**WORK REQUIRED**
Reproduce each of the records below word for word, omitting the pictures.

+++ PROVIDED DATA +++

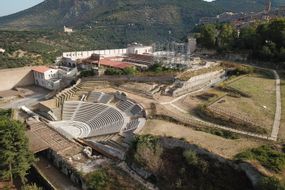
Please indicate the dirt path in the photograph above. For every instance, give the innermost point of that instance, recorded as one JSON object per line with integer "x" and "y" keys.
{"x": 278, "y": 112}
{"x": 275, "y": 128}
{"x": 227, "y": 148}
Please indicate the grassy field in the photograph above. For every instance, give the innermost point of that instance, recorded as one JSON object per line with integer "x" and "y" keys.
{"x": 258, "y": 107}
{"x": 224, "y": 147}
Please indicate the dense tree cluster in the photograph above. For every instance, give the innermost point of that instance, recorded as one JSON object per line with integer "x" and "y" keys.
{"x": 15, "y": 158}
{"x": 265, "y": 41}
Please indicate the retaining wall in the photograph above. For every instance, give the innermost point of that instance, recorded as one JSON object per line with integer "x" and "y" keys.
{"x": 16, "y": 77}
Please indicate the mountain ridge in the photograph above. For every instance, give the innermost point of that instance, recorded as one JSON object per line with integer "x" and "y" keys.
{"x": 77, "y": 13}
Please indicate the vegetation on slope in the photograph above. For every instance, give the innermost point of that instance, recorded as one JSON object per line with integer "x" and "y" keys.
{"x": 180, "y": 168}
{"x": 94, "y": 13}
{"x": 264, "y": 41}
{"x": 15, "y": 158}
{"x": 109, "y": 178}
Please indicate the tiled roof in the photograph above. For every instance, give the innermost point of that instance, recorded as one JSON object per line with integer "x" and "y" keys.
{"x": 114, "y": 64}
{"x": 40, "y": 69}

+++

**SOLUTION**
Please indicate the dirt path in the photograph above. For every instance, give the innermost point of that instance, recorded as one JSON object per line with integer "x" and "y" keys.
{"x": 278, "y": 112}
{"x": 275, "y": 128}
{"x": 227, "y": 148}
Please indicate the grassy field in the photograph above. For every instance, give the innermost point of that instance, recorded as one JSON object per line with integer "x" and "y" keys.
{"x": 258, "y": 107}
{"x": 224, "y": 147}
Please indicate the dense tree cluster in the photograph above. For every instance, give the innermost point of that instance, recorded as one JSON object per line with integer "x" and "y" keys.
{"x": 15, "y": 158}
{"x": 265, "y": 41}
Please indicate the retaining wall in the photograph above. For every instance, give the innermost point of that instance, recorded as one JSON object per line with integer "x" and "y" keys.
{"x": 16, "y": 77}
Please indicate the mountain ridge in the photograph above. For every instance, give the innermost point of that instance, recorded as one JSON object per line with integer "x" and "y" keys.
{"x": 77, "y": 13}
Please indicate the vegetation on slope in the photograph above. For every instance, give the innermost point of that instance, recorded as one JSON object per line with integer "x" and "y" keys.
{"x": 180, "y": 168}
{"x": 94, "y": 13}
{"x": 264, "y": 41}
{"x": 15, "y": 158}
{"x": 109, "y": 178}
Please indicate the tiled roof in the photograph above. For every instance, give the innermost point of that instance, recorded as one JSON object per line with integer "x" and "y" keys.
{"x": 114, "y": 64}
{"x": 40, "y": 69}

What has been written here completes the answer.